INSTRUCTIONS TO FOLLOW >>
Please count the lines in the rows below that contain the word "fill", with case counting, and give only that number.

DATA TO USE >>

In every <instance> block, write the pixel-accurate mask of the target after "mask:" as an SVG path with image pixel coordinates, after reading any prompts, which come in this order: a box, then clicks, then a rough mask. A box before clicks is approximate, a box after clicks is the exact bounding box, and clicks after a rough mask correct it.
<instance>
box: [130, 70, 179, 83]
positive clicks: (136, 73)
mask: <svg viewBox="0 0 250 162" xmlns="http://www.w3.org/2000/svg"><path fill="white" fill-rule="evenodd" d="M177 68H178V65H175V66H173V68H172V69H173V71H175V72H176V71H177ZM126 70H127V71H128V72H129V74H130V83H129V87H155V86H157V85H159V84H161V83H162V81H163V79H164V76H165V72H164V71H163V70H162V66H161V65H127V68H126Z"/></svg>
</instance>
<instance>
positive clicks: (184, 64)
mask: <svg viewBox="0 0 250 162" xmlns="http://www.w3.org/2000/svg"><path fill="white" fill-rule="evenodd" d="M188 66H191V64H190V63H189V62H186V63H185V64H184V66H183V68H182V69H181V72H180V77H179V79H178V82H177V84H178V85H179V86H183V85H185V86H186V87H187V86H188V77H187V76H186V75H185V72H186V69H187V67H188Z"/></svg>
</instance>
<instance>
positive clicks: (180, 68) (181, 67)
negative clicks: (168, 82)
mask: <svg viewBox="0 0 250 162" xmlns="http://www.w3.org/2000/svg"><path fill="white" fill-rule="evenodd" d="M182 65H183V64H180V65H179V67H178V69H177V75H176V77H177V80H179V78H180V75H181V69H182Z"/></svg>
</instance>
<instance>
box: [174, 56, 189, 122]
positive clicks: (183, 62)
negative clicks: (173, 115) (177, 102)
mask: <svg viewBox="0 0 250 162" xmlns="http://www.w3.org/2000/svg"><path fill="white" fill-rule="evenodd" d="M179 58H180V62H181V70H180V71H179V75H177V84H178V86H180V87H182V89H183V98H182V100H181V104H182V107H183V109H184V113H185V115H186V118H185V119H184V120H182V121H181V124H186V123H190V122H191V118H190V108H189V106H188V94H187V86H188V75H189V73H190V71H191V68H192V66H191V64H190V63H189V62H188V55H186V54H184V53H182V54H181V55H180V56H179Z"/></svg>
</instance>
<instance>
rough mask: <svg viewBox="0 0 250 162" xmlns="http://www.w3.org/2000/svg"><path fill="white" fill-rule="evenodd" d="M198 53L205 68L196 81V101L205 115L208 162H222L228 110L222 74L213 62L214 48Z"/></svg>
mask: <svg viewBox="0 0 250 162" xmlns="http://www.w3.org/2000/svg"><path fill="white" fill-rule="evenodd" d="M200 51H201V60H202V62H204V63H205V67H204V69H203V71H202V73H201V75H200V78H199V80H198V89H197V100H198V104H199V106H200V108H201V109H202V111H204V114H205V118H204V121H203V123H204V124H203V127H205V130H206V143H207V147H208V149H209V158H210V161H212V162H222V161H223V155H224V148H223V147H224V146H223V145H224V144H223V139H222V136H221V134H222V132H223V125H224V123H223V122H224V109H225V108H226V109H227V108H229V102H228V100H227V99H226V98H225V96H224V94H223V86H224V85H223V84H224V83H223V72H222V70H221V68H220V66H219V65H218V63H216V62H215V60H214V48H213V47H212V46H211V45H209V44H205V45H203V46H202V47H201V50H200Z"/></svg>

ANSWER AREA >>
6